EXERCISE TEXT »
——————
The RBS Library Calculator
The RBS Calculator is an excellent tool for controlling translation initiation rate and protein production levels. When constructing single and multi protein genetic systems, it is also important that the system contain optimal enzyme expression levels for maximum pathway productivity. Rather than conducting time consuming experiments to characterize the pathway variants, researchers can use the RBS Library Calculator, another creation of Howard Salis and the Salis lab. The RBS Library Calculator catalogues the relationship between RBS sequence, enzyme expression level, and pathway productivity. From this information, users have a map to have as a knowledge base for how enzyme expression controls protein productivity for a given system. Then, when designing another similar system, there is no need to start from scratch.
The RBS Library Calculator makes the search for the ideal RBS sequence significantly more efficient. The RBS Library Calculator algorithm uses the biophysical model also utilized by the RBS Calculator. The algorithm, which has been validated with many different parameters, optimizes a degenerate RBS sequence with a small number of degeneracies that provides a large variation in translation rates across a very large scale. A primary function of the RBS Library Calculator is to use the smallest number of RBS variants that give the largest coverage of translation rate space. For example, just six RBS sequences can vary translation across a 100,000 fold scale.
——————
GIVEN INFORMATION »
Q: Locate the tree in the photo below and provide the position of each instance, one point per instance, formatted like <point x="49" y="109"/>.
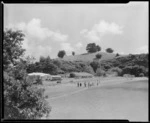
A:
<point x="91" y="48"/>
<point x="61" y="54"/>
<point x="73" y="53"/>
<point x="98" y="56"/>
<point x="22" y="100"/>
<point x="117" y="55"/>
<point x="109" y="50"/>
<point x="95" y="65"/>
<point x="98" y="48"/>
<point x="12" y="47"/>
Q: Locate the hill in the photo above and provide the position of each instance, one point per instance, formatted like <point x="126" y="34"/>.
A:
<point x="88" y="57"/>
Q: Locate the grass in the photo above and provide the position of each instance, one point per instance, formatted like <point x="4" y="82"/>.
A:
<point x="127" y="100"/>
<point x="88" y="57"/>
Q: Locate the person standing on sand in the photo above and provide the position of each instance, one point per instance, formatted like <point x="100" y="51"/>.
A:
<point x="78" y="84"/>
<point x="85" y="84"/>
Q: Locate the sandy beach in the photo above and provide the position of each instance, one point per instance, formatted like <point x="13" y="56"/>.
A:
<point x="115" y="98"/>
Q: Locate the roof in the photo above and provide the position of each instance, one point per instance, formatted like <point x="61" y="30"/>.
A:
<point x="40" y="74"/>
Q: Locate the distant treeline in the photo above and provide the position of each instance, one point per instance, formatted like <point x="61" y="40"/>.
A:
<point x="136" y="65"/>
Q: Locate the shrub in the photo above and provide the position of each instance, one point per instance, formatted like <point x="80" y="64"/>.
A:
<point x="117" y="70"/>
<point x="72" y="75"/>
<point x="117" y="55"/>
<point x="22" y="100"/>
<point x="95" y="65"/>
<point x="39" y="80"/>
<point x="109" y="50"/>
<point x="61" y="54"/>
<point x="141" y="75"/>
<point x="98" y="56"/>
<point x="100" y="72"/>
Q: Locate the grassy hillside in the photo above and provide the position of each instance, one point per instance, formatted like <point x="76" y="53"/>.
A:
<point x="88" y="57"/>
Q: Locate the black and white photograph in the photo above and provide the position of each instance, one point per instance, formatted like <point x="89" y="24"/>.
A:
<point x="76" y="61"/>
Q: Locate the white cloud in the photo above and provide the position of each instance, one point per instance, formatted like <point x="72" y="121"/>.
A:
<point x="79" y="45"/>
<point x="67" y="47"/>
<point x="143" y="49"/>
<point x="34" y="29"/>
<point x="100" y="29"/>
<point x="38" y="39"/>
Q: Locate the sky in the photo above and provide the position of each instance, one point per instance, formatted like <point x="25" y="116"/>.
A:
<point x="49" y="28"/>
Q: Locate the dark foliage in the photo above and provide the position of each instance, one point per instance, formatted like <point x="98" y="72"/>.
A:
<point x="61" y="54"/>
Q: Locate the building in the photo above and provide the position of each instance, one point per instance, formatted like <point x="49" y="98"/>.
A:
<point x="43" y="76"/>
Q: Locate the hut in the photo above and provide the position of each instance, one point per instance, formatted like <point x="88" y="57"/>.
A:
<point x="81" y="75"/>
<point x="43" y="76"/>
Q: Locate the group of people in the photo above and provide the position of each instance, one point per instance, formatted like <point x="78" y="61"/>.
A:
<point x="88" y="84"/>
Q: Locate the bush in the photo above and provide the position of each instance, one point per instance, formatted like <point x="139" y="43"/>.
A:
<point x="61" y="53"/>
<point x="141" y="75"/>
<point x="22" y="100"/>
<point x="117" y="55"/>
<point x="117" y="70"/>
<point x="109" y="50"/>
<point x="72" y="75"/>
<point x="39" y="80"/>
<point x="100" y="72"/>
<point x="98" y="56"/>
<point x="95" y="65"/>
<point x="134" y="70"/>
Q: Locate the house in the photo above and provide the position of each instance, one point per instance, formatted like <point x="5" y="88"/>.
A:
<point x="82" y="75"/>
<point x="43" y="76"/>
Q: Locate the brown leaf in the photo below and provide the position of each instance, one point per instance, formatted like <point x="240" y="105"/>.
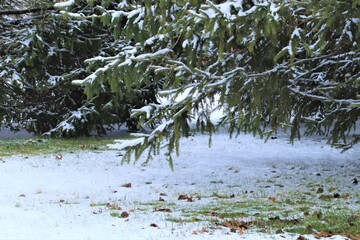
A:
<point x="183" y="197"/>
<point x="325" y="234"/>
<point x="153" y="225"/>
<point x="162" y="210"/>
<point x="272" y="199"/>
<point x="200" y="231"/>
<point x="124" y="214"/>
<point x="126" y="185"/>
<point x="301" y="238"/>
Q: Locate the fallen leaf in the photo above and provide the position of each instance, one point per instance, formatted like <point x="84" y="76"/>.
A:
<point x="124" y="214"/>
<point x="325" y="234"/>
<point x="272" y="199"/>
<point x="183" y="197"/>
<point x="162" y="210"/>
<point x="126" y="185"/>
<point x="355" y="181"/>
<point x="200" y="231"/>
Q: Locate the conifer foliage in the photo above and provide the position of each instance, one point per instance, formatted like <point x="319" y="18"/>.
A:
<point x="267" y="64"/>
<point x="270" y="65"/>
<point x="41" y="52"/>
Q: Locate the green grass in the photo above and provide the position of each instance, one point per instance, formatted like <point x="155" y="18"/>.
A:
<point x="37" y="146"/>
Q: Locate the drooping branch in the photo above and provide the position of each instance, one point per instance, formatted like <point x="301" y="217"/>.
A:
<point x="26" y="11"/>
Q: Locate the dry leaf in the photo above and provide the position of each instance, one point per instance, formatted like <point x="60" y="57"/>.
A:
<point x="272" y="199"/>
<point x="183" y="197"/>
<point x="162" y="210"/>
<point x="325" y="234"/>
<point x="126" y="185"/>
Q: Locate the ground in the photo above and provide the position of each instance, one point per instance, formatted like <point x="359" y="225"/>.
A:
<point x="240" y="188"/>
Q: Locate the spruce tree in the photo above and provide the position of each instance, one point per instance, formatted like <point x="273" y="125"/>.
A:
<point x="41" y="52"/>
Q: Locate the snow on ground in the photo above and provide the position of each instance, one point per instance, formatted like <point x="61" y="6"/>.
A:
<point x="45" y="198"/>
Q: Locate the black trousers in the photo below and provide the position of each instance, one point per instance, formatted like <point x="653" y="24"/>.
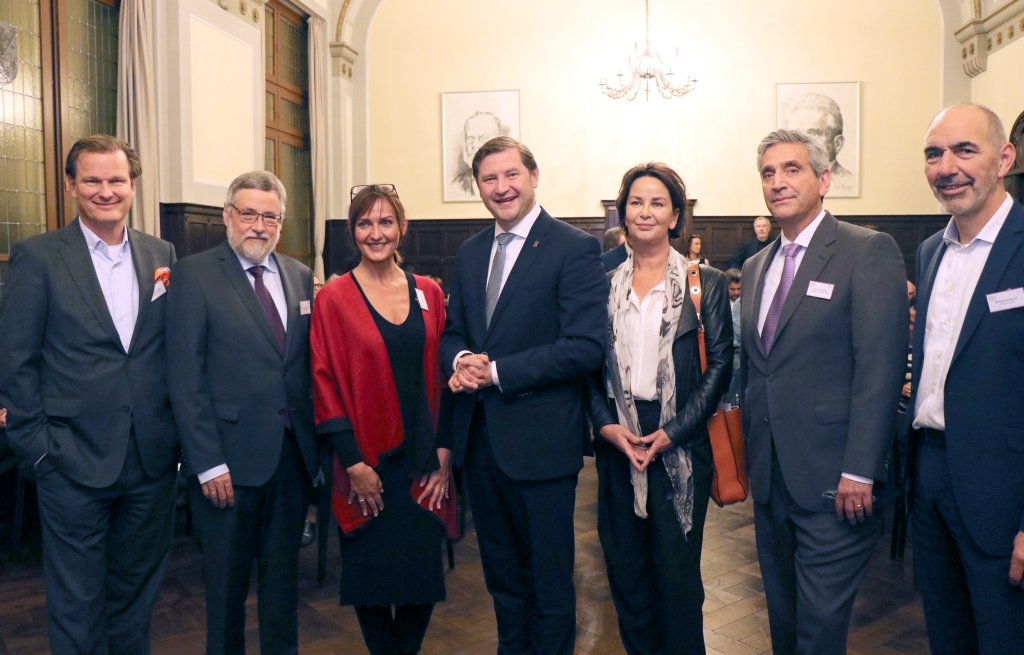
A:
——————
TASK 1 » List the three things whose relationship the RBS Library Calculator catalogues, according to the RBS Library Calculator passage.
TASK 2 » Extend the RBS Library Calculator passage by writing what follows its final sentence.

EXPECTED ANSWER 1 » RBS sequence, enzyme expression level, and pathway productivity

EXPECTED ANSWER 2 »
The RBS Library Calculator assists users in achieving the three things needed for systematic metabolic pathway optimization. The first is the ability to quantitatively predict and control enzyme expression, which is accomplished using the original RBS Calculator. The second two necessities, an efficient way to search for optimal enzyme expression levels and a systematic mapping of the expression-activity relationship, are accomplished with the RBS Library Calculator.
Furthermore, the RBS Library Calculator simplifies the process of finding the optimal enzyme expression level for a system by cataloguing the information in an easy to navigate model. As Professor Salis states, the tool allows users to “clone less and know more” about their genetic systems.